▸ **Selected passage**
'''
Heda Margolius Kovály (15 September 1919 – 5 December 2010) was a Czech writer and translator. She survived the Łódź ghetto and Auschwitz where her parents died. She later escaped whilst being marched to Bergen-Belsen to find that no one would take her in. Her husband was made a deputy minister in Czechoslovakia and he was then hanged as a traitor. As the wife of disgraced man she married again and she and her husband were treated badly. They left for the US in 1968 when the country was invaded by the Warsaw Pact countries. She published her biography in 1973. She and her husband did not return to her homeland until 1996.

Early life 
She was born Heda Bloch to Jewish parents in Prague, Czechoslovakia, where she lived until 1941 when her family was rounded up along with first 5,000 of the city's Jewish population and taken to the Lodz Ghetto in central Poland.

Concentration-camp and Margolius-marriage years 
Married to her childhood sweetheart, Rudolf Margolius, she was separated from her parents when the Jews were taken out of the Łódź ghetto on arrival to the Auschwitz concentration camp in 1944. After arriving at Auschwitz, she was chosen to survive—though her parents were immediately gassed—and to work as a laborer in the Christianstadt labour camp.
'''
▸ **Exercise requirements**
(a) According to the passage on Heda Margolius Kovály, in what year did she and her husband go back to her homeland?
(b) In the passage on Heda Margolius Kovály, rewrite the part that opens with the words containing "Heda Margolius Kovály" and closes with "homeland until 1996.", putting "interpreter" in place of "translator".
(c) Pick up the passage on Heda Margolius Kovály after its last sentence and carry it on.
The records play no part in this work.

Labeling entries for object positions
'''
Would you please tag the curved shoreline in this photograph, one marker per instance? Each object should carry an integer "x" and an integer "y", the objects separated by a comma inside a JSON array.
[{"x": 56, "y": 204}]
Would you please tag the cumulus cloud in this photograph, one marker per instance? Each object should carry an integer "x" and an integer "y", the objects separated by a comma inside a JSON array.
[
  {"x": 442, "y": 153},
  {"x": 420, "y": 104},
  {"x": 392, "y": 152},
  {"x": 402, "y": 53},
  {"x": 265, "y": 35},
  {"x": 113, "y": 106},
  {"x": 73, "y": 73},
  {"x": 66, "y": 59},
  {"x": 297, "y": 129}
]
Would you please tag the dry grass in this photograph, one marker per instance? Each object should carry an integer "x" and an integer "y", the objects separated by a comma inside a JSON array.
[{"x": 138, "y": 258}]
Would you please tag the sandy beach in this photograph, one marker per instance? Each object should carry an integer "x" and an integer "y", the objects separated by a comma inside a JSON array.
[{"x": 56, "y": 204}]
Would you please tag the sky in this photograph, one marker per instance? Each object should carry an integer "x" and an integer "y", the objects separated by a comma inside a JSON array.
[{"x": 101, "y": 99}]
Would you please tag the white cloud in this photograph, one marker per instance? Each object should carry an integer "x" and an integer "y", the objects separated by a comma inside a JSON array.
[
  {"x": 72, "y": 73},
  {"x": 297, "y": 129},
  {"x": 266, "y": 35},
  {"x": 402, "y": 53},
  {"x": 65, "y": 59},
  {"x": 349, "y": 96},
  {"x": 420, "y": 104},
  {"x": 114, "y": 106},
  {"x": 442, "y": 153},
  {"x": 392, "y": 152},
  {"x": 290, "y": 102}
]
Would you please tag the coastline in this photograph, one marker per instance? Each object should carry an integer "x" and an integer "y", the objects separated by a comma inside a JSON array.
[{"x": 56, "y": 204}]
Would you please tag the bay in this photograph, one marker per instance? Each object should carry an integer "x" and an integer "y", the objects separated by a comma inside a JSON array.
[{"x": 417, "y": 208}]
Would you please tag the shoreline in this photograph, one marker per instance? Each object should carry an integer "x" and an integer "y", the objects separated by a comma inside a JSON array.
'''
▸ **Results of the tasks**
(a) 1996

(b)
Heda Margolius Kovály (15 September 1919 – 5 December 2010) was a Czech writer and interpreter. She survived the Łódź ghetto and Auschwitz where her parents died. She later escaped whilst being marched to Bergen-Belsen to find that no one would take her in. Her husband was made a deputy minister in Czechoslovakia and he was then hanged as a traitor. As the wife of disgraced man she married again and she and her husband were treated badly. They left for the US in 1968 when the country was invaded by the Warsaw Pact countries. She published her biography in 1973. She and her husband did not return to her homeland until 1996.

(c)
When the Eastern Front of the war between Germany and the Soviet Union approached the camp, its prisoners were evacuated. With a few other women in the first months of 1945, it was decided while on this journey to Bergen-Belsen, to escape back to Prague. After arriving in the city, Margolius discovered that most of the people who remained in the city during the war were too frightened by the threat of German punishment to aid an escapee from the camps.

When Soviet forces finally freed Prague from Nazi control the Communist Party began to rise. The experiences of her husband at Auschwitz and Dachau concentration camps had led him to become a communist. Having been asked, he took a job with the Communist government of Klement Gottwald as Deputy Minister of Foreign Trade, despite his own and his wife's reservations about the position.

In 1952, her husband was found guilty of conspiracy during the notorious Slánský trial. Rudolf was one of the eleven Jews on the list of fourteen accused. Having been prevented from seeing her husband for eleven months after his arrest, and after he and the other arrested Jews gave false confessions extracted by torture, Heda later learned that he had been hanged and his body cremated and given to security officials for disposal. In a final indignity, a few miles out of Prague, the officials' limousine began to skid on the icy road and his ashes were thrown under the wheels to create traction. Related to 'a people's enemy' her life was made harder—"Heda was thrown out of her job and her apartment, and then additionally persecuted for being unemployed and homeless."

Their son, Ivan Margolius, was raised in impoverished conditions. For as long as the Communist Party remained in power, she was kept from good jobs and socially shunned. She did not tell Ivan the truth about what happened to his father until he was sixteen years old.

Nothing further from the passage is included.